Object point labels
+++++

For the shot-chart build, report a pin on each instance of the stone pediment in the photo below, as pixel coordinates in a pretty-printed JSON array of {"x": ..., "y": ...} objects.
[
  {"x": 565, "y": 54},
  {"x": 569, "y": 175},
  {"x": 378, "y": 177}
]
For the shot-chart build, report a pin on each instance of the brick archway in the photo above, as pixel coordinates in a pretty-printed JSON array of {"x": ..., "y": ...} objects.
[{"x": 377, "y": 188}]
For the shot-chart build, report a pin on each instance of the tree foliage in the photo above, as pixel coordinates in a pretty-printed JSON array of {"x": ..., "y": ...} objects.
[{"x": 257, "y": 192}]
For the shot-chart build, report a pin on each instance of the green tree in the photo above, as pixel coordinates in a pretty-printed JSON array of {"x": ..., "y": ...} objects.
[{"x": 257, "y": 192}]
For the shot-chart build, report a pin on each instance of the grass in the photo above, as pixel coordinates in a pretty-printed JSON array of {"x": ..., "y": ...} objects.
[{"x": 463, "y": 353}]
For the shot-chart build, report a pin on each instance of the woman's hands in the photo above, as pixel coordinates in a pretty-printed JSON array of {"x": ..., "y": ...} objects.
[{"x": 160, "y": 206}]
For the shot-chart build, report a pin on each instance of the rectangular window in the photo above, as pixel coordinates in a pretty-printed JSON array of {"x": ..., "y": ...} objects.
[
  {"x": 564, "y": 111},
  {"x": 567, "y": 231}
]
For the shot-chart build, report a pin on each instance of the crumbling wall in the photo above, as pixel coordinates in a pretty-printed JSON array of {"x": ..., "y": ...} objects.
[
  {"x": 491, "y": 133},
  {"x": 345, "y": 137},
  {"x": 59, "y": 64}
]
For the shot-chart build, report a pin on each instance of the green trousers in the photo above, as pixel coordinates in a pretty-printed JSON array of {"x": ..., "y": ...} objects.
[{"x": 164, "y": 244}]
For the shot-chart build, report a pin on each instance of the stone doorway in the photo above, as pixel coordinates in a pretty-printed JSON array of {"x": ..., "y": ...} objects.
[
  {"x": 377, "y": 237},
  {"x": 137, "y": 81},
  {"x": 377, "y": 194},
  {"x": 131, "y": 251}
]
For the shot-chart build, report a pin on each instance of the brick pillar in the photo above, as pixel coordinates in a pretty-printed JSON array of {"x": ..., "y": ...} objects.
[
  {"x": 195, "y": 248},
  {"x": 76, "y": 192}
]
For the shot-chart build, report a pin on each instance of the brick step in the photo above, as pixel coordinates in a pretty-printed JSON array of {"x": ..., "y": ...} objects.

+++++

* [TASK DIRECTIONS] Would you restate each of the entries word for word?

* [FULL RESPONSE]
For the shot-chart build, report a pin on each instance of the stone pediment in the photo below, as pixel coordinates in a pretty-printed JSON array of {"x": ..., "y": ...} objects.
[
  {"x": 565, "y": 54},
  {"x": 569, "y": 175},
  {"x": 378, "y": 177}
]
For the shot-chart build, report a pin on each instance of the brick archway in the photo above, as pixel coordinates in a pretty-printed JSON array of {"x": ..., "y": ...} objects.
[{"x": 377, "y": 188}]
For the shot-chart build, report a pin on each instance of the tree foliage in the photo above, as pixel coordinates in a pretty-printed JSON array of {"x": ..., "y": ...} objects.
[{"x": 257, "y": 192}]
For the shot-chart build, report a pin on each instance of the green tree in the photo above, as pixel coordinates in a pretty-printed JSON array of {"x": ..., "y": ...} objects.
[{"x": 257, "y": 192}]
For the shot-chart build, report a pin on each instance of the grass in the photo above, as pixel coordinates in a pretty-printed JSON array of {"x": ..., "y": ...} objects.
[{"x": 463, "y": 353}]
For the shot-chart build, report a pin on each instance of the woman's hands in the photo above, as pixel coordinates in a pretty-printed JSON array of {"x": ..., "y": ...} objects.
[{"x": 160, "y": 206}]
For the shot-chart build, report a pin on each instance of the rectangular window in the photo above, as pixel coordinates in a pretty-printed JSON array of {"x": ..., "y": ...} objects.
[
  {"x": 564, "y": 111},
  {"x": 567, "y": 231}
]
For the shot-chart build, report a pin on each instance of the crumbling wall in the photo above, as pixel coordinates in a pretty-printed JSON array of {"x": ..., "y": ...} objects.
[
  {"x": 491, "y": 133},
  {"x": 345, "y": 137},
  {"x": 59, "y": 64}
]
For the shot-chart build, report a pin on each instance of the green trousers in the photo above, as pixel coordinates in a pretty-printed JSON array of {"x": ..., "y": ...} objects.
[{"x": 164, "y": 244}]
For the shot-chart build, report a pin on each instance of the stone doorway in the photo above, as pixel coordinates in a pretty-printed JSON array of {"x": ..., "y": ...} objects.
[
  {"x": 377, "y": 237},
  {"x": 137, "y": 81},
  {"x": 377, "y": 194},
  {"x": 131, "y": 251}
]
For the shot-chart build, report a pin on each instance of the brick pillar in the photo above, as pixel coordinates in a pretty-printed JSON array of {"x": ..., "y": ...} objects.
[
  {"x": 195, "y": 248},
  {"x": 76, "y": 192}
]
For the shot-chart build, report a pin on each instance of the brick step in the photo above, as pixel coordinates in a pretty-printed JSON array of {"x": ..., "y": ...} objects.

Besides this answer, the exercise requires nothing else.